• [Given instruction]:
Turn every line of the data below into a JSON list of strings, one string per line, with blank lines dropped. Leave out the picture.

• [Data]:
════════════════════

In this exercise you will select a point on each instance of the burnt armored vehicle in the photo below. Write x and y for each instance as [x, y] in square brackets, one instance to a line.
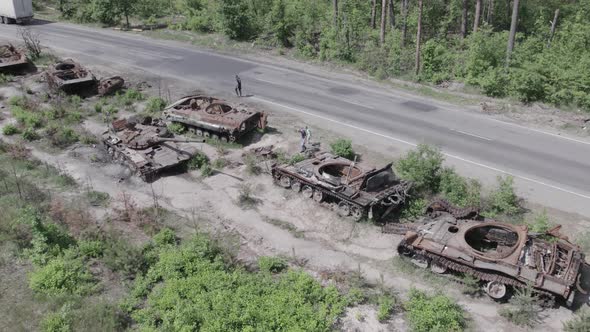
[11, 58]
[146, 147]
[69, 77]
[211, 117]
[501, 256]
[349, 188]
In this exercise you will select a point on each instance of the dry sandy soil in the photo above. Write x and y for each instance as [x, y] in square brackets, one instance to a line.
[283, 223]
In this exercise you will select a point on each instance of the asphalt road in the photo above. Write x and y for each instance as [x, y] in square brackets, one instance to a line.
[552, 164]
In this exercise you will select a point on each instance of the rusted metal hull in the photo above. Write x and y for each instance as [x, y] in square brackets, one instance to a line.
[348, 188]
[210, 117]
[499, 253]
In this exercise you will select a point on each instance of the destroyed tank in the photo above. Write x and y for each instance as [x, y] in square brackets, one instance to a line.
[11, 58]
[502, 257]
[347, 187]
[70, 77]
[210, 117]
[146, 147]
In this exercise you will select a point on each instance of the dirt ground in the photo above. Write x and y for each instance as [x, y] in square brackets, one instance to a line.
[283, 223]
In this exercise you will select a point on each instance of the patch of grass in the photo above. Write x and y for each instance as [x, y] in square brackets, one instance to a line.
[286, 226]
[10, 130]
[433, 312]
[343, 148]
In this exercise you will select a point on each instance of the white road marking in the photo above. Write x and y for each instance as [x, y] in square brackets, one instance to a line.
[414, 144]
[470, 134]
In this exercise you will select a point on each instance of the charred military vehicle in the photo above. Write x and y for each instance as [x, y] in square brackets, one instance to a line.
[501, 256]
[211, 117]
[69, 77]
[146, 147]
[11, 58]
[347, 187]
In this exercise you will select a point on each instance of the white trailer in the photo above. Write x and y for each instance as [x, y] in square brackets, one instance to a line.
[16, 11]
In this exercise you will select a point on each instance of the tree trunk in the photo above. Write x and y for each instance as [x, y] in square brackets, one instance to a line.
[383, 20]
[553, 25]
[405, 21]
[477, 15]
[335, 12]
[512, 31]
[391, 15]
[418, 36]
[373, 13]
[464, 20]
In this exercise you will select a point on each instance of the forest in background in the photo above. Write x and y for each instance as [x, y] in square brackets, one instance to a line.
[459, 40]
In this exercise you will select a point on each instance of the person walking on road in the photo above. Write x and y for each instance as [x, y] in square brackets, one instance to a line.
[238, 86]
[303, 134]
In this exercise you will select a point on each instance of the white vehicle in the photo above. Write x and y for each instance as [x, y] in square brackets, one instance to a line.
[16, 11]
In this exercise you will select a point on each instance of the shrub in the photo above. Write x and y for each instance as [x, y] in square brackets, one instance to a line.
[385, 307]
[433, 312]
[155, 104]
[422, 166]
[272, 264]
[10, 130]
[176, 128]
[523, 308]
[503, 199]
[62, 275]
[343, 148]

════════════════════

• [Response below]:
[
  "In this exercise you will select a point on each instance of the burnt armored vehicle in the photo below. Write x and y for each instance as [x, y] in square brackets, one instance to a line.",
  "[11, 58]",
  "[146, 147]",
  "[69, 77]",
  "[211, 117]",
  "[501, 256]",
  "[349, 188]",
  "In this exercise you will select a point on each instance of the dry sandy soil in the photo above. Write x and y for each instance as [x, y] in square brackets, one instance to a line.",
  "[283, 223]",
  "In this exercise you will select a point on each instance of the asphalt road in the photo above. Write x and y for each instance as [x, y] in square brackets, one instance to a line.",
  "[552, 164]",
  "In this exercise you will select a point on each instance of the rusted metal hull in the photo above. Write x and y for each instance as [x, y] in square brackets, one instance to a line.",
  "[348, 188]",
  "[210, 117]",
  "[499, 253]",
  "In this exercise you will select a point on each instance of the destroyed tank in the photo above. Write x and y for each instance as [x, y] in square brackets, one instance to a line.",
  "[11, 58]",
  "[502, 257]",
  "[347, 187]",
  "[70, 77]",
  "[210, 117]",
  "[146, 147]",
  "In this exercise you will select a point on each instance of the dirt ground in the photo above. Write x and y for each instance as [x, y] in square brackets, one instance to a line.",
  "[283, 223]",
  "In this exercise you will select a point on each instance of the patch of grass in the photo above. Write x and y for each instance as [x, y] in square brackets, one instance to a line.",
  "[286, 226]",
  "[10, 130]",
  "[433, 312]",
  "[343, 148]",
  "In this exercise you will select a point on each instance of the white road marking in the photo above. Write x and y for each instance as [x, y] in square brackets, one instance to a line.",
  "[414, 144]",
  "[470, 134]",
  "In this exercise you will select a point on each instance of the charred military vehicle in the photo above. Write x and y for each instance as [x, y] in square brackets, one instance to a line.",
  "[501, 256]",
  "[211, 117]",
  "[69, 77]",
  "[146, 147]",
  "[11, 58]",
  "[347, 187]",
  "In this exercise you will select a point on each instance of the white trailer in the photo above. Write x and y for each instance as [x, y] in square brackets, one instance to a line.",
  "[16, 11]",
  "In this exercise you will select a point on each instance of the tree trunk in the photo above. Write x and y for each instance as [x, y] in square brackets, one instance to a line.",
  "[383, 20]",
  "[553, 25]",
  "[405, 21]",
  "[477, 15]",
  "[335, 12]",
  "[512, 31]",
  "[391, 15]",
  "[418, 36]",
  "[373, 13]",
  "[464, 20]",
  "In this exercise you will select a point on each instance of the forest in background in the photo above. Write x and y for each instance as [x, y] in square brackets, one instance to a line.",
  "[459, 40]",
  "In this exercise you will select a point on each instance of the person walking on road in the photo above. Write x and y for each instance as [x, y] in square brackets, one instance to a line.",
  "[238, 86]",
  "[303, 134]",
  "In this exercise you will select a point on each instance of the white vehicle in the photo above. Write x and y for each instance as [x, y] in square brackets, one instance to a line.",
  "[16, 11]",
  "In this exercise you will select a point on each instance of the shrub in the photo above. Write x and y for each instance as [x, y] in square brackets, one instance to a line.",
  "[385, 307]",
  "[433, 312]",
  "[155, 104]",
  "[422, 166]",
  "[272, 264]",
  "[10, 130]",
  "[176, 128]",
  "[523, 308]",
  "[503, 199]",
  "[62, 275]",
  "[343, 148]"
]